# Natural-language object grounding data

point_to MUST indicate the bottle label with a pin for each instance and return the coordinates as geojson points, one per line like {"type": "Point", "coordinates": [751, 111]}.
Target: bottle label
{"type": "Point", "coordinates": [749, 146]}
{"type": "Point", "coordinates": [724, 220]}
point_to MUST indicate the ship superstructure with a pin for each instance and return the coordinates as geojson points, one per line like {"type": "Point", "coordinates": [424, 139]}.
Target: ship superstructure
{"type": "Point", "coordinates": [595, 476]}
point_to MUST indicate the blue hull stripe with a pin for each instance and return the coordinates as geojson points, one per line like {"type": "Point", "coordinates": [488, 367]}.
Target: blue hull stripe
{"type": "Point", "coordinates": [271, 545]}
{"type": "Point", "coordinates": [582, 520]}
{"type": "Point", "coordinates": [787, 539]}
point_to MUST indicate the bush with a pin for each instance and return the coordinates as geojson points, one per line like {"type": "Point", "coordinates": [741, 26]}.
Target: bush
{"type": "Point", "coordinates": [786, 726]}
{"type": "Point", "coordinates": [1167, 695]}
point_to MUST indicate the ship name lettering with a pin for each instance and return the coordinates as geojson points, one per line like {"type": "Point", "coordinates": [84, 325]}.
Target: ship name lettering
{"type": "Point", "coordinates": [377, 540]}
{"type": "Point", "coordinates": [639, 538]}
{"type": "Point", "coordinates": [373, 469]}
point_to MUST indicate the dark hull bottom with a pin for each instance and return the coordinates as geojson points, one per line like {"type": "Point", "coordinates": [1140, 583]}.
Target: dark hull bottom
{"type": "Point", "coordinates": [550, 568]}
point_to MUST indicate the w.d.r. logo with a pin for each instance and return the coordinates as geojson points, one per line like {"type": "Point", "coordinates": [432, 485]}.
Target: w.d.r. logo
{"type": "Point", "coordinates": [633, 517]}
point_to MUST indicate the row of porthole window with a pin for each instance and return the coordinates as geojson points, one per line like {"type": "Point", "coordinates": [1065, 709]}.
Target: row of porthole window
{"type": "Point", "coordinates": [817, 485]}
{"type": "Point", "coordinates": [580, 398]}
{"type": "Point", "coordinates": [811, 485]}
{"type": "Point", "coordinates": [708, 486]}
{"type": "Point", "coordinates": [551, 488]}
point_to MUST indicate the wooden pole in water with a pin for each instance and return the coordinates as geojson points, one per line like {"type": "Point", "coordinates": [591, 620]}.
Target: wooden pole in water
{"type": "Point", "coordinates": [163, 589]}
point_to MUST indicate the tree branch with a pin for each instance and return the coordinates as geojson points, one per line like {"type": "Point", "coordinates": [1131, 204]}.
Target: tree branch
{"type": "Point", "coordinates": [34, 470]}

# TO DO
Could you set down every record exactly as given?

# RESPONSE
point_to MUST indicate the bottle label with a pin for each instance and return the coordinates as geojson points, one per line like {"type": "Point", "coordinates": [751, 111]}.
Target: bottle label
{"type": "Point", "coordinates": [749, 146]}
{"type": "Point", "coordinates": [724, 220]}
point_to MUST indicate the ship superstructure with a pin for each instance and return the coordinates as geojson points, one per line like {"type": "Point", "coordinates": [424, 139]}.
Target: ship superstructure
{"type": "Point", "coordinates": [595, 476]}
point_to MUST indicate the blue hull stripe with a pin for each instance and return the coordinates as geojson points, one per line like {"type": "Point", "coordinates": [488, 367]}.
Target: blue hull stripe
{"type": "Point", "coordinates": [271, 545]}
{"type": "Point", "coordinates": [582, 520]}
{"type": "Point", "coordinates": [787, 539]}
point_to MUST indicate the bush with a pin for each instance and return the coordinates as geojson points, one per line like {"type": "Point", "coordinates": [741, 26]}.
Target: bush
{"type": "Point", "coordinates": [786, 726]}
{"type": "Point", "coordinates": [1167, 695]}
point_to MUST indicate the ship name lettering with a pin for each instance and return the coordinates as geojson points, one per line like {"type": "Point", "coordinates": [84, 325]}.
Target: ship name lettering
{"type": "Point", "coordinates": [377, 540]}
{"type": "Point", "coordinates": [639, 538]}
{"type": "Point", "coordinates": [373, 469]}
point_to MUST indicate the dark hull bottom with a pin for each instance and return the coordinates as geojson points, one per line like {"type": "Point", "coordinates": [1140, 583]}.
Target: dark hull bottom
{"type": "Point", "coordinates": [550, 568]}
point_to MUST indicate the w.d.r. logo with a pin for each instance and return the coordinates as geojson points, one per line like {"type": "Point", "coordinates": [432, 485]}.
Target: w.d.r. logo
{"type": "Point", "coordinates": [633, 517]}
point_to MUST indicate the row of porthole window with a pin for each instance and return the coordinates as geojson points, one per line like {"type": "Point", "coordinates": [1065, 709]}.
Target: row of porthole window
{"type": "Point", "coordinates": [817, 485]}
{"type": "Point", "coordinates": [580, 398]}
{"type": "Point", "coordinates": [811, 485]}
{"type": "Point", "coordinates": [708, 486]}
{"type": "Point", "coordinates": [551, 488]}
point_to MUST indicate the wooden pole in water with a pin for each instance and return the coordinates as geojson points, one per line like {"type": "Point", "coordinates": [591, 620]}.
Target: wooden pole in water
{"type": "Point", "coordinates": [163, 589]}
point_to MUST indicate the tree branch with a pin for each instance and return the coordinates as geojson points, one per line like {"type": "Point", "coordinates": [1131, 204]}.
Target: tree branch
{"type": "Point", "coordinates": [34, 470]}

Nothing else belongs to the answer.